* Written problem *
Copy the data from the start through the line with "764 50 883 207", changing "grounding model" to "detection model" wherever it occurs and leaving everything else untouched.

* Supplied material *
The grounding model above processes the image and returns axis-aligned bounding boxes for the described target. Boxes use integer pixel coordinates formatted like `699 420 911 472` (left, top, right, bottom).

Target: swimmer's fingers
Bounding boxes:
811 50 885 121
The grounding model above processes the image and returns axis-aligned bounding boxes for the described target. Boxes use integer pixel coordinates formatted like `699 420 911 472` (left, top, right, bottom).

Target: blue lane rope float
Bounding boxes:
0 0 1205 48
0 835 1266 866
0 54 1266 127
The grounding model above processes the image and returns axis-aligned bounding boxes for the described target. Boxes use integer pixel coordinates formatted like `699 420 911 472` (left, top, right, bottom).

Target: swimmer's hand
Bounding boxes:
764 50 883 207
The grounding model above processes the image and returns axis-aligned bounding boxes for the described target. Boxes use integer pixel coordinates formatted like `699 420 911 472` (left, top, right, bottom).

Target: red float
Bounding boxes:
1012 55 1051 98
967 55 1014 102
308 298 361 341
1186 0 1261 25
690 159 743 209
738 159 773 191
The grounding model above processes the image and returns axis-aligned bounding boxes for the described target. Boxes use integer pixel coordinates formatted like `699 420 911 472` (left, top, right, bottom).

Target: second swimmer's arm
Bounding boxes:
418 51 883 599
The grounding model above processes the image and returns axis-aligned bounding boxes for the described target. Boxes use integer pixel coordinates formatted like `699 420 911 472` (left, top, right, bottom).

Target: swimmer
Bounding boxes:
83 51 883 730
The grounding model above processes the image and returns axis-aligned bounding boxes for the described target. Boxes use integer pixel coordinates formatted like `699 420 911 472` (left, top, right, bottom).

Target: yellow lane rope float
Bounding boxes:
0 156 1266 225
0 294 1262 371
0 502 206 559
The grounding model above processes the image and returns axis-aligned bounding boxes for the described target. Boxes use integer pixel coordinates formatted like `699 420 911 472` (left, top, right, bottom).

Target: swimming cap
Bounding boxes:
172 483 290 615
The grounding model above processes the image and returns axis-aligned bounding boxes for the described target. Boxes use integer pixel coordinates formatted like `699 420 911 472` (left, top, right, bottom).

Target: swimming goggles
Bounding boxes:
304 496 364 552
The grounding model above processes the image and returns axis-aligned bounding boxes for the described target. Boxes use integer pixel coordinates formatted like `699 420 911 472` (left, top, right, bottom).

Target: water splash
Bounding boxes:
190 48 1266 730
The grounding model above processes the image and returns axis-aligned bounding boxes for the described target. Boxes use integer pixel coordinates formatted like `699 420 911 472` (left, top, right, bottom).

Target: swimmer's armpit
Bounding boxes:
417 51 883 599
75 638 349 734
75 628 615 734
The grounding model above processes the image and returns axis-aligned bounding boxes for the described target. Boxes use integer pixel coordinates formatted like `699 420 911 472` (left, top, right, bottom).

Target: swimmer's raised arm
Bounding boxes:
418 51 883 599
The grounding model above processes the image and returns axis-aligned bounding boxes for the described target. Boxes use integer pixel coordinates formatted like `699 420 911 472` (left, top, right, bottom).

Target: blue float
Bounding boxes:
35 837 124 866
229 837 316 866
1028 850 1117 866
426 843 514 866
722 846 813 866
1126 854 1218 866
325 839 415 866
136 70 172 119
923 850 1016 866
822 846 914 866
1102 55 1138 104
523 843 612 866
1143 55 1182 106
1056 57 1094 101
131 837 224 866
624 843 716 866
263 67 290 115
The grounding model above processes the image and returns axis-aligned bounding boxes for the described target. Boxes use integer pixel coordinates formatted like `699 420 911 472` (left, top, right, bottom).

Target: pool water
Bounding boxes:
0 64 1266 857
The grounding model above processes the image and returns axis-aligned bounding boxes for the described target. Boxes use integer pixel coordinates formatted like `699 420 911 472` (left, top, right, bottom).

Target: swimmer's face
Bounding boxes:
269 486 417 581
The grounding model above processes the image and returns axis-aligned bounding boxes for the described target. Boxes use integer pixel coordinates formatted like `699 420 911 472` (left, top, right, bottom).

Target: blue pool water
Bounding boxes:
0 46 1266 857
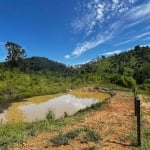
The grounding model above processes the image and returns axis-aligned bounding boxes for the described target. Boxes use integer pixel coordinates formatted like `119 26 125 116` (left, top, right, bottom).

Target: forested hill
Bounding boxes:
76 46 150 85
0 46 150 105
18 57 68 73
1 56 69 74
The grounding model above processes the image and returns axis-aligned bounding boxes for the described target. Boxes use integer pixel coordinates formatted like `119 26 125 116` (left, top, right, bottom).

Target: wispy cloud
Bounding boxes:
0 42 6 61
65 28 113 59
102 50 122 56
135 32 150 39
65 0 150 59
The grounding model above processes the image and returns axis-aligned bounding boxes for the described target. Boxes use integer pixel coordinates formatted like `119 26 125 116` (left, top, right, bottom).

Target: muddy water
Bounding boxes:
0 94 98 123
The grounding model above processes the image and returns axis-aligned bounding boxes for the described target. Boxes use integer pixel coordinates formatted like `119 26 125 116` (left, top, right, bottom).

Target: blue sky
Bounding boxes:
0 0 150 65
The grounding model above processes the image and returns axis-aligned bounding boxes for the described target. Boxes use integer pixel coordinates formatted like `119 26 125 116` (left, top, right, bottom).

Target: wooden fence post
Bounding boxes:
136 98 141 146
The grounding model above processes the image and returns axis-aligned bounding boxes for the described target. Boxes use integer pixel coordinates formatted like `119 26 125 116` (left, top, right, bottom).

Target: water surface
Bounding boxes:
0 94 98 122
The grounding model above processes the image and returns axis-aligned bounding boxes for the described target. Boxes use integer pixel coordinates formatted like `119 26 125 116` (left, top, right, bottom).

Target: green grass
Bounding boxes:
0 118 70 150
50 128 101 147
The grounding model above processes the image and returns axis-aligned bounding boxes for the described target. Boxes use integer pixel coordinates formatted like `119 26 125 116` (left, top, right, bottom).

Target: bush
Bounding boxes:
46 110 55 120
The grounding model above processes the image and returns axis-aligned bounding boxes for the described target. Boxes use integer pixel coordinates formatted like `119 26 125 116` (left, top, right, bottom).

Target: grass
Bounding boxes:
50 128 101 147
0 97 106 150
0 118 70 150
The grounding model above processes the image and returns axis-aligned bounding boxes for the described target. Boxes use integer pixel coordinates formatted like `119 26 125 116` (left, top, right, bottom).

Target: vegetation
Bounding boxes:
0 42 150 149
50 128 101 146
0 42 150 104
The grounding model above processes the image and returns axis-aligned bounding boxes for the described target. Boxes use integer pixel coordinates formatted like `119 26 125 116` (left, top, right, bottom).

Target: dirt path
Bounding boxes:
11 92 134 150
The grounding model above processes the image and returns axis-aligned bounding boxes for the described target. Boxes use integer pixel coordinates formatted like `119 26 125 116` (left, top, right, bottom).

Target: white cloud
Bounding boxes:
65 0 150 58
128 1 150 20
102 50 122 56
112 0 119 4
135 32 150 39
65 55 70 59
116 39 135 46
65 32 112 58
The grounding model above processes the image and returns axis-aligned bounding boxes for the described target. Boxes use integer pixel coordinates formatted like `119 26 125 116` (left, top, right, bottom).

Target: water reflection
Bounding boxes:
0 94 97 122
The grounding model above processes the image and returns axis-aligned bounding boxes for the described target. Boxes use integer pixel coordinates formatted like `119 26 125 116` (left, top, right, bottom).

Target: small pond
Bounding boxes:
0 94 98 123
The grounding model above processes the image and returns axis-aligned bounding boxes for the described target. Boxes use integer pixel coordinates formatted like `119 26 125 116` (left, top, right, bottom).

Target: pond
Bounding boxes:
0 94 99 123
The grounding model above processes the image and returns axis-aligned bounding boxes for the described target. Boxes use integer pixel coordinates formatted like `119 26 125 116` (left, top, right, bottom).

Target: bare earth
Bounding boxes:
10 92 135 150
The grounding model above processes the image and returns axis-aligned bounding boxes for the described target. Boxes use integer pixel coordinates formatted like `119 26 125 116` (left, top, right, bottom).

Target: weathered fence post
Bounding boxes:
136 98 141 146
134 96 137 116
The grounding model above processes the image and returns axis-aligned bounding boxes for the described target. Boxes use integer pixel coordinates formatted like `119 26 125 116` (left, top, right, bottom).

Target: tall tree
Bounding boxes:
5 42 26 67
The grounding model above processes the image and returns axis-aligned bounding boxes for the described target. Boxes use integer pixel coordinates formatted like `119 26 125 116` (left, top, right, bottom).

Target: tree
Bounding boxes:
5 42 26 68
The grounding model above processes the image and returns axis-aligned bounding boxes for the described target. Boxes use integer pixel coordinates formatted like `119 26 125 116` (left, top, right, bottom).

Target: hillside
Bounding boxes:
76 46 150 89
0 46 150 104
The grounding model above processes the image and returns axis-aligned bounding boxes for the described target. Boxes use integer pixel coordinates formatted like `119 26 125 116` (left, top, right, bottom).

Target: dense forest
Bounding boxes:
0 42 150 105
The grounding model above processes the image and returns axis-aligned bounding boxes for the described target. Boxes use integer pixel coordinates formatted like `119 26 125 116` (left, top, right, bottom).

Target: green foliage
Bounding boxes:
84 128 101 143
50 128 101 146
46 110 55 120
5 42 25 68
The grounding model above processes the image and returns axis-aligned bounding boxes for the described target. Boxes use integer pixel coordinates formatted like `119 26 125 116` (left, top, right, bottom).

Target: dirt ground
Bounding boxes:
10 92 136 150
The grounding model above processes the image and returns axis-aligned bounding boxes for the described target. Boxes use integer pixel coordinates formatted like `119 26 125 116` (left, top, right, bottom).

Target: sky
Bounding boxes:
0 0 150 65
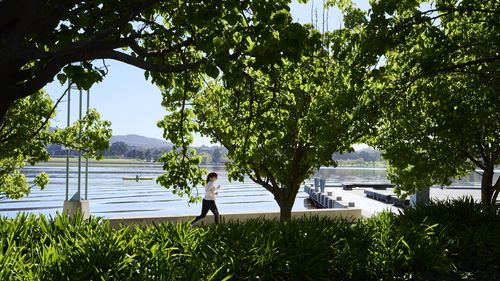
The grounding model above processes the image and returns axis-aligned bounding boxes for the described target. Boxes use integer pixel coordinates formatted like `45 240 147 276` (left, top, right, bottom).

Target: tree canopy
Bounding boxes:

* The result *
The detection model above processes the image and returns axis-aligned bounding boxes for the described target. Boxes use integer pixel coordinates formatted like `699 420 911 472` (left, top, right, bottom).

Target: swimmer's fingers
Bounding boxes:
811 50 885 121
The detection model above processes the image and returns axis-aligned bounding boxes for the described target. Boxes use integer pixel coordinates formatted like `699 420 911 472` (left, top, right, bottom).

Target: blue lane rope float
Bounding boxes:
0 0 1205 48
0 835 1266 866
0 54 1266 127
The detection model above processes the image and returns axis-aligned bounding boxes for the described target. Boxes use integer pixel coordinates formatted like `699 420 911 472` (left, top, right, bottom).

Target: swimmer's hand
Bounding boxes:
764 50 883 207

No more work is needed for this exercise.